# Polecenie i wymagania
Zamień „concrete building” na „stone building” w wierszach od wiersza zawierającego „concrete building | locate” do wiersza zawierającego „(164, 118), (225, 147)” włącznie, pozostawiając resztę bez zmian. Podaj wyłącznie te wiersze.

=== Dostarczony materiał ===

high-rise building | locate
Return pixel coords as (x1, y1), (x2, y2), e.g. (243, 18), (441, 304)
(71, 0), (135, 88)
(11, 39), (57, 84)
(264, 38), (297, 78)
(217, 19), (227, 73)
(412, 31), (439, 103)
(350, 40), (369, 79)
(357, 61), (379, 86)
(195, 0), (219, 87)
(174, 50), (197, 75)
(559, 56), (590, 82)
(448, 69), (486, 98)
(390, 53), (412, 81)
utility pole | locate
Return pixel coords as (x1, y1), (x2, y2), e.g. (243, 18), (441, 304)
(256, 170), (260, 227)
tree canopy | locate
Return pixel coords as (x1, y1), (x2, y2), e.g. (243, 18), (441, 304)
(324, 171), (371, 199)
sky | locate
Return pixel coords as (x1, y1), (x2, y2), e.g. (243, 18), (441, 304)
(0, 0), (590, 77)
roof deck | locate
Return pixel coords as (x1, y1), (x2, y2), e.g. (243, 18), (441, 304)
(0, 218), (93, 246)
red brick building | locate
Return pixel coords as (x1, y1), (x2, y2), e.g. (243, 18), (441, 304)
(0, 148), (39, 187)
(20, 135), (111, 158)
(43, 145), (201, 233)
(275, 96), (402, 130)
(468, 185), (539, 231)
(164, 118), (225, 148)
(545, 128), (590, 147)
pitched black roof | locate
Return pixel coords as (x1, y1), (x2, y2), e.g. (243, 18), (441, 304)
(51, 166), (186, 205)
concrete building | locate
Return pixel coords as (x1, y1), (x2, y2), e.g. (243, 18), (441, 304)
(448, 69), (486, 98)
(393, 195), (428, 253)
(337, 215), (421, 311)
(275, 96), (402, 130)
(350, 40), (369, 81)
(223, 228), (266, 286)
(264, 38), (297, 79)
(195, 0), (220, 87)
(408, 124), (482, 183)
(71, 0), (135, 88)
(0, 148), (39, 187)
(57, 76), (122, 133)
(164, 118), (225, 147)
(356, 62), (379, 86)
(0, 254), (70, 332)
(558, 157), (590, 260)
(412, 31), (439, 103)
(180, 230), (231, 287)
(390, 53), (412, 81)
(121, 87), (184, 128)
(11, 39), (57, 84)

===

# Wynik ćwiczenia
stone building | locate
Return pixel coords as (x1, y1), (x2, y2), e.g. (243, 18), (441, 304)
(448, 69), (486, 98)
(393, 195), (428, 253)
(337, 215), (421, 311)
(275, 96), (402, 130)
(350, 40), (369, 81)
(223, 228), (266, 286)
(264, 38), (297, 79)
(195, 0), (220, 87)
(408, 124), (482, 183)
(71, 0), (135, 88)
(0, 148), (39, 187)
(57, 76), (122, 133)
(164, 118), (225, 147)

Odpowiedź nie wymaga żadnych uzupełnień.